Just as the field has energy, it will have a certain momentum per unit volume. Let us call that momentum density $\boldsymbol g.$ Of course, momentum has various possible directions, so that $\boldsymbol g$ must be a vector. Let’s talk about one component at a time; first, we take the $x$-component. Since each component of momentum is conserved we should be able to write down a law that looks something like this: \begin{equation*} -\frac{\partial}{\partial t} \begin{pmatrix} \text{momentum}\\ \text{of matter} \end{pmatrix} _x\!\!=\frac{\partial g_x}{\partial t}+ \begin{pmatrix} \text{momentum}\\ \text{outflow} \end{pmatrix} _x. \end{equation*}

The “momentum outflow” term, however, is strange. It cannot be the divergence of a vector because it is not a scalar; it is, rather, an $x$-component of some vector. Anyway, it should probably look something like $$\frac{∂a}{∂x}+\frac{∂b}{∂y}+\frac{∂c}{∂z},$$ because the $x$-momentum could be flowing in any one of the three directions. In any case, whatever $a$, $b$, and $c$ are, the combination is supposed to equal the outflow of the $x$-momentum. [...]

He didn't tell what 'momentum overflow' is. I'm not getting what this term actually means & how it entered the equation. Also, if it is a vector, why its $x$-component needs to get expressed in three directions? I really couldn't conceive that.

☆ ☆ ☆ ☆

__EXERCISE PROMPT__.
Summarize the passage on field momentum in two sentences.

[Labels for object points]
☆ ☆ ☆ ☆

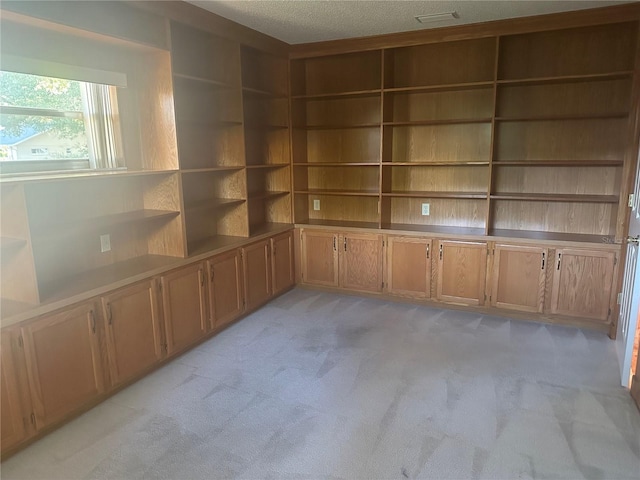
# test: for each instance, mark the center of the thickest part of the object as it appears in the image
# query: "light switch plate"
(105, 243)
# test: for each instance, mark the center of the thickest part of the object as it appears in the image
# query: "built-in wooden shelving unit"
(522, 133)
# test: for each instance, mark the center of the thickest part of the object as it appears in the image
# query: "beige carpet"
(317, 385)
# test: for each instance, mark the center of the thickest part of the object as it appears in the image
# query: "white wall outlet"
(105, 243)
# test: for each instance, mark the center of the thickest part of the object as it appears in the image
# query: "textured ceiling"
(302, 21)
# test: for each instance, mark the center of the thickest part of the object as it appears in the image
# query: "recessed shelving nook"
(514, 134)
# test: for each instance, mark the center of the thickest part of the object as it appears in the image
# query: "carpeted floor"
(317, 385)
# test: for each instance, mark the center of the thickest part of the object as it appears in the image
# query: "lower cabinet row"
(575, 282)
(57, 364)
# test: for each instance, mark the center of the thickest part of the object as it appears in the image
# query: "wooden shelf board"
(267, 195)
(106, 278)
(213, 203)
(263, 93)
(202, 80)
(11, 243)
(438, 229)
(213, 169)
(209, 244)
(338, 223)
(427, 194)
(261, 126)
(208, 124)
(355, 93)
(435, 164)
(555, 197)
(337, 164)
(269, 228)
(454, 121)
(339, 127)
(9, 308)
(97, 223)
(352, 193)
(567, 78)
(552, 236)
(557, 118)
(559, 163)
(267, 166)
(440, 88)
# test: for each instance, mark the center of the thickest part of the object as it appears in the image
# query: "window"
(50, 123)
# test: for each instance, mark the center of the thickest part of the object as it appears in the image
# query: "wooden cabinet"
(184, 306)
(132, 330)
(63, 362)
(582, 283)
(361, 262)
(14, 416)
(319, 258)
(408, 266)
(352, 261)
(462, 272)
(282, 262)
(519, 277)
(256, 261)
(226, 297)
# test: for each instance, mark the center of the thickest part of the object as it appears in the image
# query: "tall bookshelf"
(514, 135)
(336, 135)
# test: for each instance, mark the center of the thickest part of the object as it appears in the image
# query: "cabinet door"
(13, 415)
(462, 272)
(256, 262)
(132, 330)
(63, 362)
(282, 262)
(582, 283)
(184, 307)
(320, 258)
(409, 266)
(519, 275)
(361, 262)
(226, 298)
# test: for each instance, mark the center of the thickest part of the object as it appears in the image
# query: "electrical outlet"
(105, 243)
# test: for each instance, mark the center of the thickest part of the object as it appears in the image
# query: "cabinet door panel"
(257, 274)
(361, 262)
(13, 415)
(320, 258)
(582, 283)
(519, 275)
(184, 307)
(225, 288)
(132, 330)
(462, 272)
(63, 362)
(282, 262)
(409, 266)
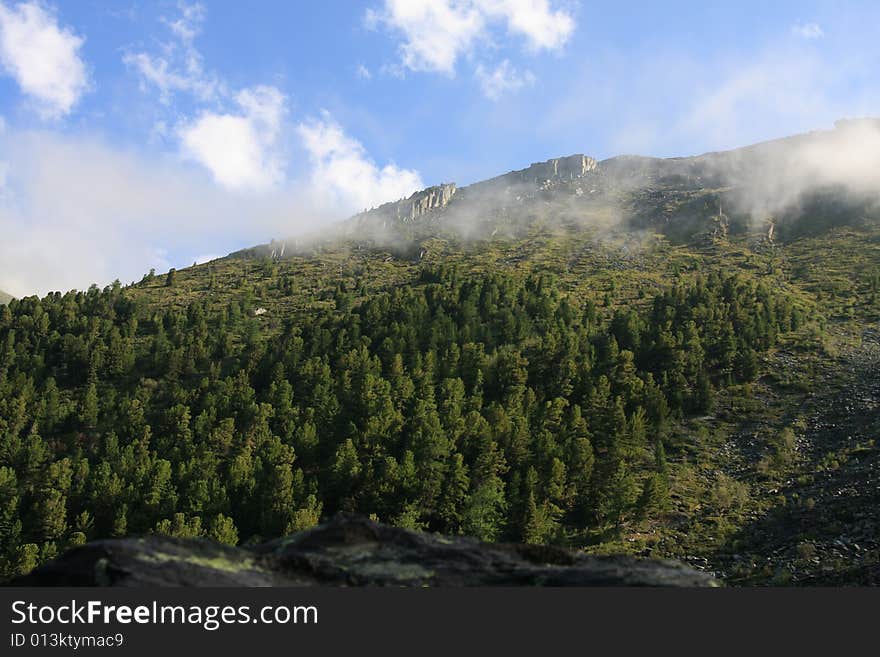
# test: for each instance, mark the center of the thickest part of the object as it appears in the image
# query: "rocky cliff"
(349, 551)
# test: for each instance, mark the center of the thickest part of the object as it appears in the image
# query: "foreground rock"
(349, 551)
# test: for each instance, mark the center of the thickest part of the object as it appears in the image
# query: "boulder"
(350, 551)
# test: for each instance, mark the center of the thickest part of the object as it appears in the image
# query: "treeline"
(490, 405)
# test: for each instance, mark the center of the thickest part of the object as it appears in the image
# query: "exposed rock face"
(349, 551)
(561, 169)
(410, 209)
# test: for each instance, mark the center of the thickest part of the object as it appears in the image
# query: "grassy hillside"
(740, 475)
(609, 362)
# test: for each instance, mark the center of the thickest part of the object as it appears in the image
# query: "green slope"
(551, 372)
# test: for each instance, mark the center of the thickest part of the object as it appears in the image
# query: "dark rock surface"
(349, 551)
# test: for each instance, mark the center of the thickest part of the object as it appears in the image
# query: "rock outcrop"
(349, 551)
(410, 209)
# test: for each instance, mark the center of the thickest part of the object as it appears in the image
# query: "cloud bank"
(43, 57)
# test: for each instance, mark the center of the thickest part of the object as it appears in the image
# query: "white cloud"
(436, 33)
(80, 211)
(502, 80)
(241, 150)
(179, 67)
(343, 174)
(43, 57)
(808, 30)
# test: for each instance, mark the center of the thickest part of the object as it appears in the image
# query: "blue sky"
(152, 134)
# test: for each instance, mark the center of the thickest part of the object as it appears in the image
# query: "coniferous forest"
(503, 406)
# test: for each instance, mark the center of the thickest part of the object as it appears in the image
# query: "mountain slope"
(591, 354)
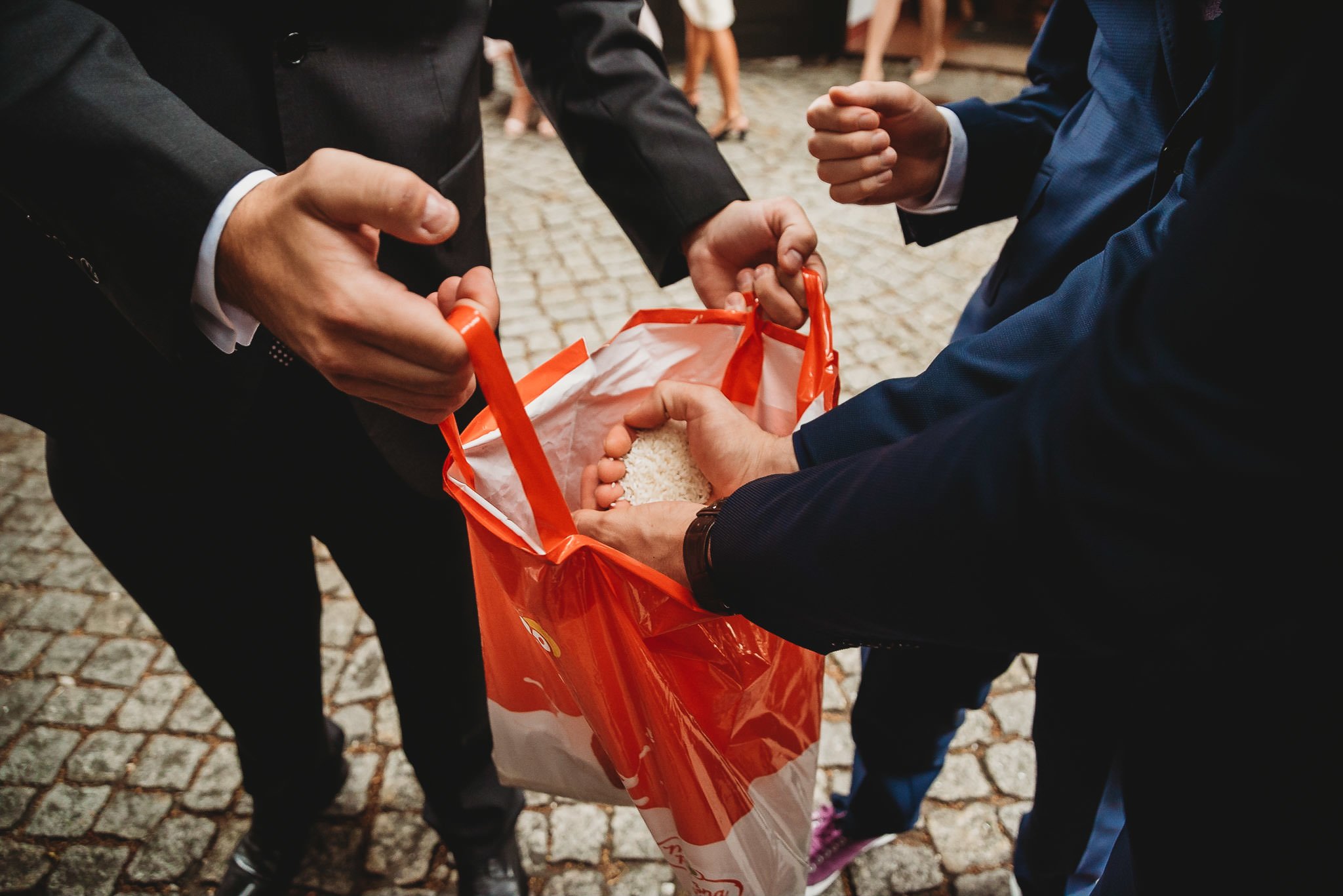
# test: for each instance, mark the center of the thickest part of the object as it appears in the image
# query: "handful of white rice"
(658, 468)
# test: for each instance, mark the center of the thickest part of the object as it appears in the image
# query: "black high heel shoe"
(734, 128)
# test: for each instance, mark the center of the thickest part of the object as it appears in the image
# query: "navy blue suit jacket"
(1092, 157)
(1157, 500)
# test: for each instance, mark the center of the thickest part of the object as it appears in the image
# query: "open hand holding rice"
(660, 468)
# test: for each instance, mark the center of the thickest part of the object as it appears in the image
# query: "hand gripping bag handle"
(742, 379)
(552, 515)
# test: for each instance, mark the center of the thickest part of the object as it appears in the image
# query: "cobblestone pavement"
(119, 775)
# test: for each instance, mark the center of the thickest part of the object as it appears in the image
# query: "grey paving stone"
(195, 714)
(1016, 711)
(1013, 768)
(353, 797)
(37, 756)
(19, 648)
(990, 883)
(1012, 815)
(961, 778)
(578, 833)
(332, 860)
(1016, 676)
(112, 615)
(14, 802)
(576, 882)
(19, 700)
(630, 837)
(339, 621)
(387, 724)
(365, 676)
(120, 661)
(68, 811)
(66, 655)
(22, 865)
(169, 762)
(150, 704)
(333, 661)
(88, 871)
(835, 743)
(356, 722)
(57, 612)
(401, 789)
(969, 837)
(132, 816)
(978, 728)
(896, 868)
(216, 860)
(644, 879)
(75, 705)
(534, 832)
(218, 781)
(401, 848)
(102, 756)
(171, 849)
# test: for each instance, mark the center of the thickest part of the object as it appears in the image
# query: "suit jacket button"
(292, 49)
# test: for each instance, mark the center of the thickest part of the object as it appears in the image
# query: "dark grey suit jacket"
(124, 124)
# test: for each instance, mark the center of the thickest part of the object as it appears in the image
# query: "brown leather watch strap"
(694, 553)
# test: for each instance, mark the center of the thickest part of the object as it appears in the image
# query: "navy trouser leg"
(908, 709)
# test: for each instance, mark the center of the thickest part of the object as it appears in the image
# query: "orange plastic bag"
(606, 682)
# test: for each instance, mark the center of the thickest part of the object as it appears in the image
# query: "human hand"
(757, 245)
(300, 254)
(879, 143)
(729, 448)
(652, 534)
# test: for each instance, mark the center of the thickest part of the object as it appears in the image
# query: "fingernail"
(438, 214)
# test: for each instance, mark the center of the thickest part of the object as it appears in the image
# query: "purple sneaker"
(832, 849)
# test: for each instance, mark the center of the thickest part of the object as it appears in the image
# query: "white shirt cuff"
(953, 178)
(223, 324)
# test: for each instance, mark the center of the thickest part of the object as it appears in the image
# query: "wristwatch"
(694, 553)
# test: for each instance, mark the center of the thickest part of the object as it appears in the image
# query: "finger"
(476, 289)
(609, 495)
(618, 441)
(888, 98)
(673, 400)
(588, 486)
(350, 188)
(825, 115)
(828, 146)
(841, 171)
(858, 190)
(797, 235)
(778, 303)
(610, 471)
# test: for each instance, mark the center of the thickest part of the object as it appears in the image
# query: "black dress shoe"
(266, 864)
(493, 871)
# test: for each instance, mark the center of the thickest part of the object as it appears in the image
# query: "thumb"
(350, 188)
(889, 98)
(672, 402)
(476, 289)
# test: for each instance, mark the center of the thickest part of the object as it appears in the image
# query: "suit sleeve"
(1150, 490)
(605, 87)
(109, 161)
(1009, 140)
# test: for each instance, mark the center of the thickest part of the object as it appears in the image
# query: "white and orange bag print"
(606, 682)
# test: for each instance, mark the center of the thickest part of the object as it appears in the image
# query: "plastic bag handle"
(552, 515)
(743, 374)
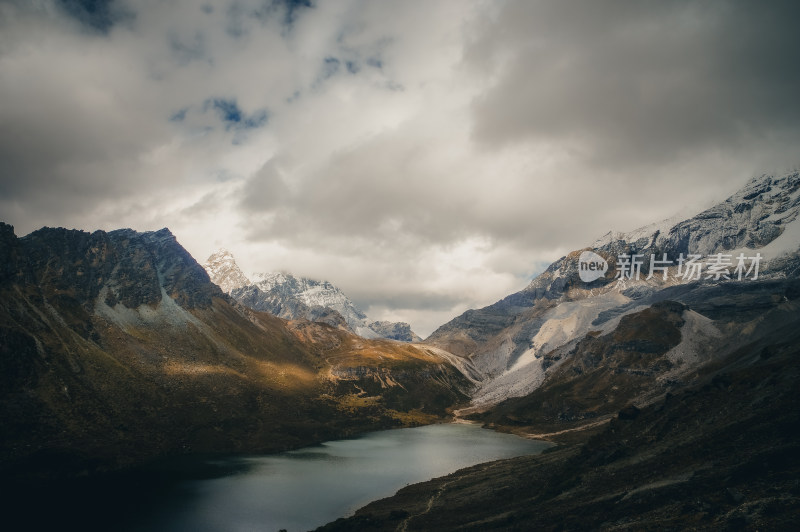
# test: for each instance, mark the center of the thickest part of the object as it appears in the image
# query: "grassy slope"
(722, 455)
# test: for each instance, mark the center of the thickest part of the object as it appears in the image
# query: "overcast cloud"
(426, 157)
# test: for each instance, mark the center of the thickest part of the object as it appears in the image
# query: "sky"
(427, 157)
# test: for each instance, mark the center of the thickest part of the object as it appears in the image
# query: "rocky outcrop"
(116, 348)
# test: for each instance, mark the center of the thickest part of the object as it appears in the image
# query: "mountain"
(291, 297)
(674, 399)
(116, 349)
(520, 340)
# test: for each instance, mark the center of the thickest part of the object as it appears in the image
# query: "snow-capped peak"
(224, 272)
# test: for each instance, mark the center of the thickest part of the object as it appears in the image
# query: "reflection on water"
(295, 490)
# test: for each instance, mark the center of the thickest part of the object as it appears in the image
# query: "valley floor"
(723, 455)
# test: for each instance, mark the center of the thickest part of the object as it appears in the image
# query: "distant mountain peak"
(224, 272)
(291, 297)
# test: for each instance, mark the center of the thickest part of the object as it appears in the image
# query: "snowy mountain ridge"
(519, 341)
(291, 297)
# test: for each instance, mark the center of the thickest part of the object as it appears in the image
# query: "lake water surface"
(306, 488)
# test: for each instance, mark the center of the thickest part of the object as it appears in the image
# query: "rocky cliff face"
(517, 342)
(116, 348)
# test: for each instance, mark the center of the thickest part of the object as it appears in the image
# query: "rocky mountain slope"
(291, 297)
(721, 454)
(115, 348)
(519, 341)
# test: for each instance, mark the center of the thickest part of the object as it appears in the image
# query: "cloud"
(645, 83)
(426, 157)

☆ ☆ ☆ ☆

__PROBLEM SOLUTION__.
The passage says that a field has a vector momentum density g, and that because each momentum component is conserved, the decrease of the x-momentum of matter should equal the rate of change of g_x plus an x-momentum outflow term. That outflow term cannot be the divergence of a vector but should probably look like ∂a/∂x + ∂b/∂y + ∂c/∂z, since x-momentum could flow in any of three directions, and the poster asks what the term means, how it entered the equation, and why an x-component needs expressing in three directions.